Extract to read
RMQS:
The French Soil Quality Monitoring Network (RMQS) is a national program for the assessment and long-term monitoring of the quality of French soils. This network is based on the monitoring of 2,240 sites representative of French soils and their land use. These sites are spread over the whole French territory (metropolitan and overseas) along a systematic square grid of 16 km x 16 km cells. The network covers a broad spectrum of climatic, soil and land-use conditions (croplands, permanent grasslands, woodlands, orchards and vineyards, natural or scarcely anthropogenic land and urban parkland). The first sampling campaign in metropolitan France took place from 2000 to 2009.
Dataset:
This dataset contains 16S (Archaea and Bacteria) operational taxonomic units (OTU) abundance table of 1,842 sites of the RMQS, as well as their core sequences.
Soil 16S rDNA gene was sequenced using pyrosequecing (GS FLX Titanium - Roche 454) at Genosocope. Bioinformatics analysis was performed using BIOCOM-PIPE (previously named GNS-PIPE) metabarcoding pipeline. OTUs were clustered at 95% using a post-clustering strategy Terrat et.al. (2019) across the whole dataset, producing 188,030 robust OTUs. See associated articles for details (keep in mind that first results were obtained without post-clustering, richness is therefore higher after post-clustering for each sample). Raw sequencing data are available at EBI under project PRJEB21351.
File structure:
rmqs1_16S_otu_abundance.tsv: OTU abundance per site (each OTUs name “DB” + number, arranged by their global abundance).
Each line sums to 10,000 (rarefaction chosen threshold).
otu_reference_sequence.fasta.gz: OTU core sequence.

Recorded data

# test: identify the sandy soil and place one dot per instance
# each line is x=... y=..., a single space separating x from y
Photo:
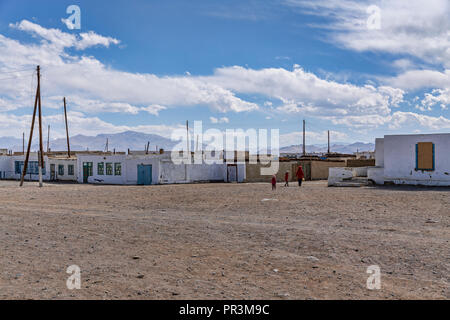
x=223 y=241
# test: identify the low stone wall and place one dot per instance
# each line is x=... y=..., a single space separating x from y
x=354 y=163
x=376 y=174
x=338 y=175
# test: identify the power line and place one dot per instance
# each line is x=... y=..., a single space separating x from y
x=16 y=77
x=14 y=71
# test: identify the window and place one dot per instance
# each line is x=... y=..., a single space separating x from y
x=425 y=156
x=33 y=167
x=117 y=169
x=109 y=169
x=101 y=168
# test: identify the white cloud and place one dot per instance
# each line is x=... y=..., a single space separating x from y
x=413 y=119
x=302 y=91
x=154 y=109
x=439 y=97
x=87 y=78
x=60 y=39
x=417 y=79
x=415 y=27
x=219 y=120
x=295 y=138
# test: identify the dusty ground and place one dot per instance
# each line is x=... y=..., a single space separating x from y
x=208 y=241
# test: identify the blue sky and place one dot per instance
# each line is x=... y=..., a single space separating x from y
x=151 y=65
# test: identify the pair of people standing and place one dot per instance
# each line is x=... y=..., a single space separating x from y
x=300 y=175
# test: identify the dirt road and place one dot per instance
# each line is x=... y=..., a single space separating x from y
x=223 y=241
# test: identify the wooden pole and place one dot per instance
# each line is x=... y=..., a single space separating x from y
x=48 y=139
x=304 y=147
x=41 y=148
x=328 y=141
x=187 y=135
x=25 y=165
x=67 y=128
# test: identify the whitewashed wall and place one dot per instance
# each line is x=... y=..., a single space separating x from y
x=9 y=168
x=104 y=179
x=400 y=159
x=65 y=163
x=379 y=152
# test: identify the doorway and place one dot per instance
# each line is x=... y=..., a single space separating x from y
x=87 y=171
x=144 y=174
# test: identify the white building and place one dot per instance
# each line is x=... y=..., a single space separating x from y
x=121 y=169
x=152 y=169
x=419 y=159
x=55 y=168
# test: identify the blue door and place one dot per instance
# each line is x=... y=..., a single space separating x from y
x=144 y=174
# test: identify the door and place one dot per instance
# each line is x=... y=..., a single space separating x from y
x=232 y=173
x=52 y=172
x=144 y=174
x=87 y=171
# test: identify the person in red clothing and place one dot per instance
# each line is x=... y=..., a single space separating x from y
x=300 y=175
x=274 y=182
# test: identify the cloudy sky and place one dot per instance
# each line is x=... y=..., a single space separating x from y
x=360 y=69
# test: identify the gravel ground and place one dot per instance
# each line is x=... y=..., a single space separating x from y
x=223 y=241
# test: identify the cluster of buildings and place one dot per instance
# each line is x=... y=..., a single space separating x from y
x=399 y=159
x=118 y=168
x=415 y=159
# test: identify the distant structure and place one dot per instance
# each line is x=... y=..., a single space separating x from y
x=417 y=159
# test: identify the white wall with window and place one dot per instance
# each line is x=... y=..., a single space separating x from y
x=62 y=169
x=418 y=159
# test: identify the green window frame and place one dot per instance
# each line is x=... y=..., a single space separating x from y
x=101 y=168
x=33 y=167
x=433 y=159
x=109 y=168
x=117 y=169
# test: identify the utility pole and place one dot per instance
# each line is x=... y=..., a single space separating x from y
x=25 y=165
x=48 y=139
x=41 y=149
x=187 y=135
x=328 y=141
x=67 y=128
x=304 y=147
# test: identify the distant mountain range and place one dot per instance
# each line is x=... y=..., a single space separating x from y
x=340 y=148
x=137 y=141
x=119 y=141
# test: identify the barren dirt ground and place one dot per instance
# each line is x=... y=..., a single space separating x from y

List of tasks
[A] In the description of the French soil monitoring dataset, how many robust OTUs did the post-clustering at 95% produce?
[B] Continue the description of the French soil monitoring dataset from its last sentence.

Written answers
[A] 188,030 robust OTUs.

[B]
rmqs1_16S_otu_taxonomy.tsv: Tabulated file giving the complete taxonomy for each OTU.
SEQUENCE: Name of the considered OTU
KINGDOM: Taxonomy at the kingdom level
PHYLUM: Taxonomy at the phylum level
CLASS: Taxonomy at the class level
ORDER: Taxonomy at the order level
FAMILY: Taxonomy at the family level
GENUS: Taxonomy at the genus level
Details:
Some sites sample could not be collected, they do not appear in dataset.
Some sites did not pass laboratory or bioinformatics step to attain 10,000 sequences before post-clustering, they dot not appear in the dataset.
One can link this dataset with 10.15454/QSXKGA to get each sample physico-chemical property, landuse, coordinates, or filtering sites using its site_officiel column.
Sites with ID longer than 4 number are supplementary sites that are not in the center of the cells (e.g. 10797 and 20797 that came from cell 797).
The taxonomy was defined based on the SILVA R132 database using only the core sequence of each OTU. This can be different to the approach of BIOCOM-PIPE, affiliating all sequences, and not only OTU core sequences.